To do | Retype all of the records below word for word, changing nothing.

Extracted records:
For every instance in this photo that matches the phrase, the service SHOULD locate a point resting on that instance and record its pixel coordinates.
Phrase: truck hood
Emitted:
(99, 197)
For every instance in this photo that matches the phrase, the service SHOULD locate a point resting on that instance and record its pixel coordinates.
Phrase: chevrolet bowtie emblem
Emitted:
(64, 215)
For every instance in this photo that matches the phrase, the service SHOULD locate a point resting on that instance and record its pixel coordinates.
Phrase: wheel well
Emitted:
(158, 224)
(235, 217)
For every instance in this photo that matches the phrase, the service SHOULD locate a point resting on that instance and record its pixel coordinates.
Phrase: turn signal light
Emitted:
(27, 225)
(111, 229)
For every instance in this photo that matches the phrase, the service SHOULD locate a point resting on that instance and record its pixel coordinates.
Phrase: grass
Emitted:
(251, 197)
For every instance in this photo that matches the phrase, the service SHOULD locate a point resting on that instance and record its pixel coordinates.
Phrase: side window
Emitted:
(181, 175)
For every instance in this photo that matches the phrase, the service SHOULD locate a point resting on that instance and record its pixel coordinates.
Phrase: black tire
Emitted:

Answer to this problem |
For every instance in this photo that matches the phrase, the service SHOULD locate a point resting on that instance and record its pixel coordinates.
Phrase: truck hood
Emitted:
(99, 197)
For every instance in this photo that matches the phrase, the service SHOULD locate a point resting on that instance and record its pixel coordinates.
Phrase: chevrolet bowtie emblem
Emitted:
(64, 215)
For every instance in this photo that matches the phrase, the service SHOULD locate a point resting on that instance and record its pixel coordinates.
Phrase: wheel well
Emitted:
(158, 224)
(235, 217)
For every instance in this photo that matches the phrase, the service SHOULD locate a point resting on that instance and record its pixel coordinates.
Phrase: turn signal light
Emitted:
(27, 225)
(111, 229)
For every instance in this photo that matches the phrase, the service SHOULD locate a point resting on that instance and record its pixel coordinates.
Phrase: grass
Emitted:
(251, 197)
For every instance in this photo that matches the phrase, the service SHOULD locate a point resting on that instance and record its pixel coordinates.
Phrase: side window
Emitted:
(181, 175)
For every instance in this photo that matches the phrase, the service SHOULD locate a point resting on that instance and record its pixel coordinates.
Phrase: black tire
Emitted:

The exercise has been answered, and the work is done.